Text-to-region grounding data:
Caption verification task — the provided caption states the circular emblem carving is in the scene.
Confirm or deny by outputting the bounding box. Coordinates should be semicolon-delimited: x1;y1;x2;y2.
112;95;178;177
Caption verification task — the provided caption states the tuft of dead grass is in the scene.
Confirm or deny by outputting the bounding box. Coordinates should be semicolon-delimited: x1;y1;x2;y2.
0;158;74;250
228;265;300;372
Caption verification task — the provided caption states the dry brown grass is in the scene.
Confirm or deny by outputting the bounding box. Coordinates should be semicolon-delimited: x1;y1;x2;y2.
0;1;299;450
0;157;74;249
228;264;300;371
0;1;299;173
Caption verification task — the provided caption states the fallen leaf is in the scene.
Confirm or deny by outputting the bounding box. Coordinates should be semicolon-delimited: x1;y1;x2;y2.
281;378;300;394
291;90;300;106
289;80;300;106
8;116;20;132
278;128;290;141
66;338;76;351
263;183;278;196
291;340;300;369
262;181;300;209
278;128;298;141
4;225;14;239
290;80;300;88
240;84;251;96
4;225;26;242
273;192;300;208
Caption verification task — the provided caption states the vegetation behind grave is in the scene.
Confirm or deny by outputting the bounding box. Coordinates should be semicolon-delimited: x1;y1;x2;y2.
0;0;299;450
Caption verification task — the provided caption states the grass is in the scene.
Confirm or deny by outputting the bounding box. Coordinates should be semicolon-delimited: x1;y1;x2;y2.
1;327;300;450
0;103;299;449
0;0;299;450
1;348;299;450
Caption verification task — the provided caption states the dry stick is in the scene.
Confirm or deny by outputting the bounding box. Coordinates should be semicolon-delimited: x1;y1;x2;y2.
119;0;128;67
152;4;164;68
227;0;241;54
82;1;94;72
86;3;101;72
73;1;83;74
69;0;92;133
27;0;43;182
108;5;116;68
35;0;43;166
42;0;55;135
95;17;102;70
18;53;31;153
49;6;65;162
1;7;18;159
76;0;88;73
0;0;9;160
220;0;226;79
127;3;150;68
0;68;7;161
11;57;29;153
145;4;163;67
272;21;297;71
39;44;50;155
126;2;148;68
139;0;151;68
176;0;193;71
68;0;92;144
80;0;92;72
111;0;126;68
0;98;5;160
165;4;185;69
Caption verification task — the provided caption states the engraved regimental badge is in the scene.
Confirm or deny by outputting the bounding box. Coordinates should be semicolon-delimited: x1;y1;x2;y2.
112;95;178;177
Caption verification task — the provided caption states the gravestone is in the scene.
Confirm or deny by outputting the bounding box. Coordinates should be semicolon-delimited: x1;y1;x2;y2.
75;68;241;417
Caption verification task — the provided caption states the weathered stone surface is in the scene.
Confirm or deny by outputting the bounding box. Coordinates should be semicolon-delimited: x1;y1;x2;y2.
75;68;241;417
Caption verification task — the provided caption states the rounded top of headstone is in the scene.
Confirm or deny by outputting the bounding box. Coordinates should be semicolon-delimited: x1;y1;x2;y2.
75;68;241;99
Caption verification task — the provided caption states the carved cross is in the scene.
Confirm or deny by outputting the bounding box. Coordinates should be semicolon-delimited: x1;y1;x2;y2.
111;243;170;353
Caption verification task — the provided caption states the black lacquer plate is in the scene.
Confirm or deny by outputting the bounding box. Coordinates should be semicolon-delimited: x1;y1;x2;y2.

WORK INSTRUCTION
Write out all of the records above exactly as they appear.

THE ANSWER
Caption verification task — the provided caption states the circular emblem carving is in the scene.
Confirm or deny by outputting the bounding box. Coordinates should be semicolon-delimited: x1;y1;x2;y2.
112;95;178;177
Caption verification task — the provided caption states the tuft of dead grass is in the scene.
Confirm or deny by outputting the bounding box. Coordinates should be semicolon-delimited: x1;y1;x2;y2.
0;158;74;250
228;265;300;372
Caption verification task — the provided caption states the dry brown grass is in the scene.
Confirm or deny by outputting the bounding box. Coordinates should be semicolon-delimited: x1;y1;x2;y2.
0;1;299;450
0;157;74;249
228;264;300;371
0;1;299;173
Caption verification task — the provided caption states the fallen leaf is in the scene.
Confirm or deny by outputting the bounding box. Coordinates should be semicolon-delimited: x1;y1;x2;y2.
281;378;300;394
291;90;300;106
289;80;300;106
8;116;20;132
278;128;290;141
66;338;76;351
263;183;278;196
291;340;300;369
262;181;300;209
278;128;298;141
4;225;14;239
290;80;300;88
240;84;251;96
4;225;26;242
273;192;300;208
Caption verification task — the provided caption states the vegetation behind grave is in the scene.
Confirm or deny by outputting the bounding box. Coordinates should be semicolon-delimited: x1;y1;x2;y2.
0;0;299;450
Caption verification task — the provided caption states the grass is in the scene.
Confirm or deny by outputting the bounding box. Coordinates should be semicolon-delimited: x1;y1;x2;y2.
1;327;300;450
0;103;299;449
0;0;299;450
1;348;299;450
Caption verification task — the provided caption states the dry stick is in the scene.
Confirm or deny by outputting the bounding box. Coordinates should be semicolon-delimited: x1;y1;x2;y2.
119;0;128;67
152;4;164;68
227;0;241;54
82;1;94;72
86;3;101;72
73;1;83;74
69;0;92;133
27;0;43;182
108;5;116;68
35;0;43;166
42;0;55;135
95;17;102;70
18;53;31;153
49;6;65;162
1;7;18;159
76;0;88;73
0;0;9;160
220;0;226;79
127;3;150;68
0;68;7;161
11;57;29;153
145;4;163;67
272;21;297;71
39;44;50;155
126;2;148;68
139;0;151;68
176;0;193;71
68;0;92;144
80;0;92;72
111;0;126;68
0;98;5;160
165;4;185;69
Caption verification task — the provided caption states the engraved regimental badge is in the scene.
Confirm or deny by outputting the bounding box. Coordinates should be semicolon-delimited: x1;y1;x2;y2.
112;95;178;177
Caption verification task — the provided caption states the gravestone is in the scene.
Confirm or deny by outputting the bounding box. Coordinates should be semicolon-delimited: x1;y1;x2;y2.
75;68;241;417
Caption verification task — the provided caption states the weathered stone surface is in the scene.
Confirm or deny by outputting the bounding box. Coordinates should be semicolon-delimited: x1;y1;x2;y2.
75;68;241;417
Caption verification task — the provided caption states the rounded top of headstone is in the scene.
Confirm or deny by outputting the bounding box. Coordinates should be semicolon-delimited: x1;y1;x2;y2.
75;68;241;99
Caption verification task — the provided caption states the carved cross is in the scene.
Confirm or deny by outputting the bounding box. Coordinates should be semicolon-delimited: x1;y1;x2;y2.
111;243;170;353
Caption verification task — the provided caption states the black lacquer plate is in the scene.
Confirm or deny by outputting the bounding box. Coordinates should be semicolon-delimited: x1;y1;x2;y2.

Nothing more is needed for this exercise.